Work instructions:
Convert the items below into a two-column CSV with the headers text and answer, one row per item, starting with the line containing "Do you detect any kitchen" and continuing through the line containing "[11,305,73,357]". Put each field in quotation marks and replace any line breaks inside it with spaces.
======== Record list
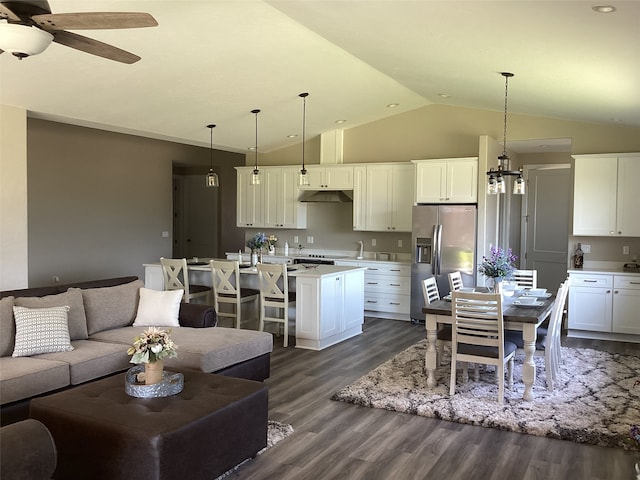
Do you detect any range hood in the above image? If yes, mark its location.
[299,190,353,203]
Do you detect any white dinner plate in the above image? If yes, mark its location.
[513,300,544,308]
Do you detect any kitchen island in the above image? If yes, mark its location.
[144,259,366,350]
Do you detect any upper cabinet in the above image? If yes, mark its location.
[413,157,478,203]
[236,167,307,229]
[360,163,414,232]
[573,153,640,237]
[300,165,353,190]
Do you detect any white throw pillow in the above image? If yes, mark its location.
[133,287,184,327]
[11,305,73,357]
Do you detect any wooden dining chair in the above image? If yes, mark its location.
[449,292,516,403]
[257,263,296,347]
[449,272,463,293]
[160,257,211,303]
[505,278,569,392]
[513,270,538,288]
[209,260,260,328]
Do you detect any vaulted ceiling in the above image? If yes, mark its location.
[0,0,640,152]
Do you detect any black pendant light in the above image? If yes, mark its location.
[251,108,260,185]
[487,72,525,195]
[207,124,220,188]
[298,92,309,187]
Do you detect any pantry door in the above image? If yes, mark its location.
[520,167,573,291]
================
Solution for this exercise:
text,answer
"Do you detect any kitchen island in the above image? If yes, mark its location.","[144,259,366,350]"
"Do you detect any upper cabinet in the above image? If yes, mark its location.","[413,157,478,203] [236,167,307,229] [360,163,414,232] [573,153,640,237] [300,165,353,190]"
"Do you detect any white throw pillow in the above image? If yes, mark its location.","[133,287,184,327] [11,305,73,357]"